**ABOUT THIS EXERCISE**
Repeat word for word the part of the text on India's sovereign AI models that runs from "The counter-argument —" up to and including "Visa and Mastercard.".

**PASSAGE TO READ**
——
The counter-argument — which the Indian government has clearly found persuasive — is that data sovereignty and infrastructure sovereignty matter independently of the cost efficiency question. A government deploying AI for Aadhaar, citizen services, judicial systems, and national security cannot run that AI on American infrastructure controlled by American companies subject to American law. The sovereign LLM is not primarily a technology decision — it is a geopolitical infrastructure decision, similar to how India runs its own payment network (UPI) rather than operating purely on Visa and Mastercard.
The open-sourcing of Sarvam-30B and Sarvam-105B under Apache 2.0 signals that Sarvam understands it needs a developer ecosystem, not just government contracts, to become the default Indian AI infrastructure layer. Open models that developers can build on create the adoption flywheel that closed models never achieve at the developer level.
Vivek Raghavan and Pratyush Kumar's academic background at IIT Madras and AI4Bharat gave them two things that most startup founders don't have: a decade of relevant dataset work and credibility with both the government and the global AI research community. When they said they could build a sovereign Indian LLM, people believed them because they had already built the datasets that a sovereign Indian LLM requires. The lesson for deep tech: domain expertise from serious research institutions is not just a credential — it is the starting capital.
India's AI policy approach — subsidising compute, taking equity, mandating deployment through government services — creates an unusual public-private partnership that Western AI startups don't operate within. Sarvam's government-as-compute-provider model has allowed it to train 105B parameter models on a $41M funding base that would have been impossible in a purely commercial environment. For startups in strategic sectors, understanding how to partner with governments as capital and infrastructure providers is an underrated capability.
——
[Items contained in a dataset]
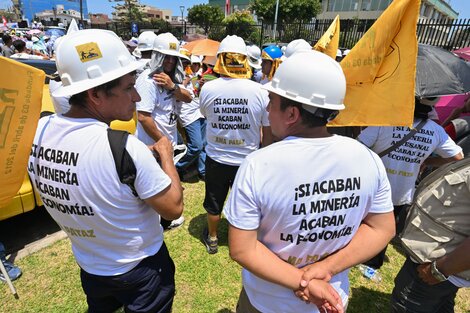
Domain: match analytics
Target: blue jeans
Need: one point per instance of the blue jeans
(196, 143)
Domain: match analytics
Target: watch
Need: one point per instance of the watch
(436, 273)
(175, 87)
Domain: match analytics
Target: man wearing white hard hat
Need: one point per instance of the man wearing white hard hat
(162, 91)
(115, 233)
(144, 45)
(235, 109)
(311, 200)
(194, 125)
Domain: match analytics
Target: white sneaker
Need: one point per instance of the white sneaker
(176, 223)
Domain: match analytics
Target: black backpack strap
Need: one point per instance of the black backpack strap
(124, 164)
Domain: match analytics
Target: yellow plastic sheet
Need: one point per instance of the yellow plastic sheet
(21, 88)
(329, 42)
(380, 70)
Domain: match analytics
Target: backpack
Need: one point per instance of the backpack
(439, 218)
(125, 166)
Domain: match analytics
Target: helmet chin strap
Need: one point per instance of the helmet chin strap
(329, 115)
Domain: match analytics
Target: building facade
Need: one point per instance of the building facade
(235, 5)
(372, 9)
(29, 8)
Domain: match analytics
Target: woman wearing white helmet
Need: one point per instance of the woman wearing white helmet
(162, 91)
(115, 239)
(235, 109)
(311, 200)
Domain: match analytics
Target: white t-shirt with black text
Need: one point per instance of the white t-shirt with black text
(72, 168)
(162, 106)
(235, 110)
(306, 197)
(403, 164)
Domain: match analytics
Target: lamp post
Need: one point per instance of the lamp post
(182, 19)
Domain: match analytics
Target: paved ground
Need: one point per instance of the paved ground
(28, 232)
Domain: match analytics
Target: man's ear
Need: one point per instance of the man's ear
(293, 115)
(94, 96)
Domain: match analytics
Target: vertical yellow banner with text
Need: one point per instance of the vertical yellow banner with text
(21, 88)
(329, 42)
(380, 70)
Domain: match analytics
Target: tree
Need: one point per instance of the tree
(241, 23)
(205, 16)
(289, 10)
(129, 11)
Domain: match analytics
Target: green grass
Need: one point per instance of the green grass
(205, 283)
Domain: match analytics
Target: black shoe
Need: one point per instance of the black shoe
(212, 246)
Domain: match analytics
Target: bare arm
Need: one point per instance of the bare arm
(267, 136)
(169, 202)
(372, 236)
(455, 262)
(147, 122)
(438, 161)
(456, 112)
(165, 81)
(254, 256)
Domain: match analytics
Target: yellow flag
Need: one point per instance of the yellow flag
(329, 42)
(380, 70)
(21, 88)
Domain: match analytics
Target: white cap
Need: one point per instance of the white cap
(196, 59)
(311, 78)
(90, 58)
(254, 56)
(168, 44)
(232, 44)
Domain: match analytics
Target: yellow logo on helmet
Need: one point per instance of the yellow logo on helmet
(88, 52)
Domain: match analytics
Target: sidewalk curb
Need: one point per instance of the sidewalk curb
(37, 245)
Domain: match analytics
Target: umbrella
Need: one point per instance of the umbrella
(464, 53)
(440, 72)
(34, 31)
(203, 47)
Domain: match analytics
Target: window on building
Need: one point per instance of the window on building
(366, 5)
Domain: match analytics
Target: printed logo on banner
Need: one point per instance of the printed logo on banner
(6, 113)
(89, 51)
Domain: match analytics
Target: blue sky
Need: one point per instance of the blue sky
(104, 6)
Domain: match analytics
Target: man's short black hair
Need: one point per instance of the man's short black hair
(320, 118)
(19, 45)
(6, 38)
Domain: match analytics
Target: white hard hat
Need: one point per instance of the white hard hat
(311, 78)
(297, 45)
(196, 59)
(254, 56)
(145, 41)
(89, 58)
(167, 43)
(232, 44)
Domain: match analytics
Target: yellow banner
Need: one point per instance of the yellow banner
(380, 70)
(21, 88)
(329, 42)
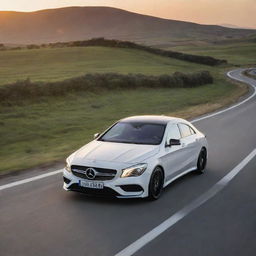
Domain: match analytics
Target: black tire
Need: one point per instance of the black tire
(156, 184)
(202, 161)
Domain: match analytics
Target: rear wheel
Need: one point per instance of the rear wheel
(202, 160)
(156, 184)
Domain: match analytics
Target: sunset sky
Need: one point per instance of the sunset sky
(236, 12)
——
**EXERCISE RESULT**
The counter-argument — which the Indian government has clearly found persuasive — is that data sovereignty and infrastructure sovereignty matter independently of the cost efficiency question. A government deploying AI for Aadhaar, citizen services, judicial systems, and national security cannot run that AI on American infrastructure controlled by American companies subject to American law. The sovereign LLM is not primarily a technology decision — it is a geopolitical infrastructure decision, similar to how India runs its own payment network (UPI) rather than operating purely on Visa and Mastercard.